- Goal of the exercise
Each line of the data that includes the string "locate" is to be copied out.

- Dataset

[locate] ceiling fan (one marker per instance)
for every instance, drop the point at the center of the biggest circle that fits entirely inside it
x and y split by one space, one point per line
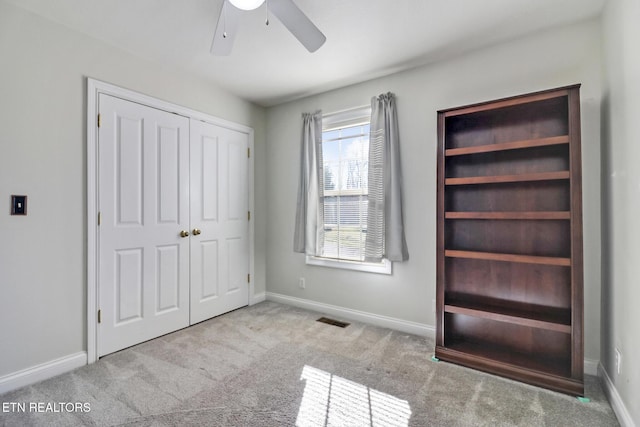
285 10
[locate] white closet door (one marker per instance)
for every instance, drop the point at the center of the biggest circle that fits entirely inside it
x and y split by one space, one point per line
219 213
144 206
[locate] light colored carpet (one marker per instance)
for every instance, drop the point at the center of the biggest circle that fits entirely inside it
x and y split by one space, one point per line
274 365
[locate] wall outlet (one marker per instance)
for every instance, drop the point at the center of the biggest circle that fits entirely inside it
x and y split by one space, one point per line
618 360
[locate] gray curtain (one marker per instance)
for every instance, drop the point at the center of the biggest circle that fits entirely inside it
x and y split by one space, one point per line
385 224
309 232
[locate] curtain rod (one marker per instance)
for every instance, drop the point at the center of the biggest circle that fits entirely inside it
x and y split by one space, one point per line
347 110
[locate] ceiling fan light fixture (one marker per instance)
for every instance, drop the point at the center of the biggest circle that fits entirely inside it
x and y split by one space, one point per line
247 4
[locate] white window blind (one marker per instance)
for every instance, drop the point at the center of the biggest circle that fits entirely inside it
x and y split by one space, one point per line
345 151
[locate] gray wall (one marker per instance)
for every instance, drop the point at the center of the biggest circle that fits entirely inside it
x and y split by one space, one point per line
43 70
554 58
621 200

- Output for this exercise
[locate] ceiling fan (one marker per instance)
[locate] white closet door (one marker per instance)
[locate] light colored carpet (one marker per instance)
[locate] wall outlet (one marker per instance)
[locate] gray curtain (one marker per instance)
[locate] curtain rod (one marker per instance)
[locate] ceiling fan light fixture (one marker per instance)
[locate] white window blind (one marker per instance)
[locate] gray wall (one marker per instance)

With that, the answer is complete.